## Records provided
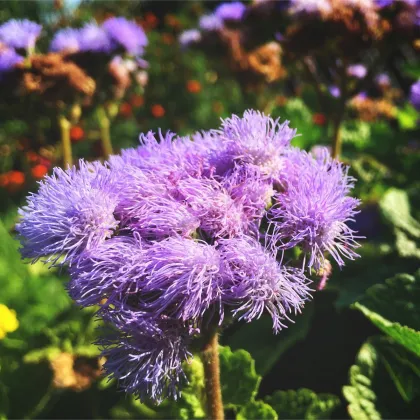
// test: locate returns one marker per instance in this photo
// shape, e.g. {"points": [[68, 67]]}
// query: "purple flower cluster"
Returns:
{"points": [[181, 232], [114, 34]]}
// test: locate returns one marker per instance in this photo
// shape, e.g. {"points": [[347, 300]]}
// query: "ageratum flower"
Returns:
{"points": [[93, 38], [254, 282], [8, 60], [255, 140], [67, 40], [20, 33], [415, 95], [126, 34], [149, 366], [313, 209], [230, 11], [73, 210]]}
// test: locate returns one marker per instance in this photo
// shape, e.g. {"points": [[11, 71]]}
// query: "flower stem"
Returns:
{"points": [[210, 357], [104, 126], [64, 124]]}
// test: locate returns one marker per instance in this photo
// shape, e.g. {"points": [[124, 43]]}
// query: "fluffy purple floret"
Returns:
{"points": [[67, 39], [210, 23], [254, 282], [415, 95], [357, 70], [148, 366], [314, 208], [9, 59], [128, 34], [189, 37], [230, 11], [72, 211], [93, 38], [256, 140], [20, 33]]}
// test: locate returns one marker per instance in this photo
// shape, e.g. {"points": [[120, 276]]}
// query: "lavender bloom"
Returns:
{"points": [[357, 70], [127, 34], [254, 282], [67, 39], [149, 366], [189, 37], [73, 210], [94, 39], [415, 95], [313, 209], [20, 33], [210, 23], [255, 140], [230, 11], [8, 60]]}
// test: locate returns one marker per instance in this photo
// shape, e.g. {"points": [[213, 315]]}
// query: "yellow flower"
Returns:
{"points": [[8, 321]]}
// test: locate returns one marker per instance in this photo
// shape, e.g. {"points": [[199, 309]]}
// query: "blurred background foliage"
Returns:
{"points": [[355, 352]]}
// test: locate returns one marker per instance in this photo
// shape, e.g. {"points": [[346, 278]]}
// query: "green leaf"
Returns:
{"points": [[359, 394], [407, 337], [257, 410], [265, 347], [303, 404], [395, 208], [407, 117], [238, 377]]}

## Task to carry out
Without including any pictures, please restate all the records exactly.

## Task response
// test: locate returns one marker per instance in this photo
// shape, e.g. {"points": [[68, 67]]}
// query: "purple flower cluster"
Returns:
{"points": [[181, 232], [114, 34]]}
// test: locate returns one marker per instance in this photo
// shape, e.g. {"points": [[347, 300]]}
// query: "ageratum flower"
Returns:
{"points": [[93, 38], [254, 282], [8, 60], [255, 140], [67, 40], [20, 33], [415, 95], [126, 34], [149, 366], [313, 209], [230, 11], [73, 210]]}
// test: locate returns one marker per instance in this photo
// shape, e.g. {"points": [[11, 71]]}
// query: "flower stem"
Returns:
{"points": [[210, 357], [104, 126], [64, 124]]}
// test: locate returns one marker per instance in this photo
// shape, e.g. {"points": [[124, 43]]}
// query: "fluffy purple floret"
Returns:
{"points": [[67, 39], [210, 23], [254, 282], [415, 95], [357, 70], [148, 366], [314, 208], [9, 59], [128, 34], [189, 37], [230, 11], [72, 211], [93, 38], [256, 140], [20, 33]]}
// test: locate returns one marker per instance in this photo
// shape, e.g. {"points": [[120, 276]]}
// query: "lavender bloom"
Returns:
{"points": [[357, 70], [127, 34], [254, 282], [67, 39], [149, 366], [189, 37], [73, 210], [94, 39], [415, 95], [313, 209], [20, 33], [210, 23], [255, 140], [230, 11], [8, 60]]}
// test: locate returns one marker per instance in this photo
// shape, e.g. {"points": [[213, 315]]}
// query: "yellow flower"
Returns:
{"points": [[8, 321]]}
// test: locate returns one marker per instance in this photo
// shape, e.g. {"points": [[199, 309]]}
// query: "blurred background foliage"
Returns:
{"points": [[355, 352]]}
// test: locate returns one marker per instance in this photo
// shape, e.g. {"points": [[346, 278]]}
// query: "green leaf"
Returns:
{"points": [[359, 394], [407, 337], [257, 410], [265, 347], [303, 404], [395, 208], [407, 117], [238, 377]]}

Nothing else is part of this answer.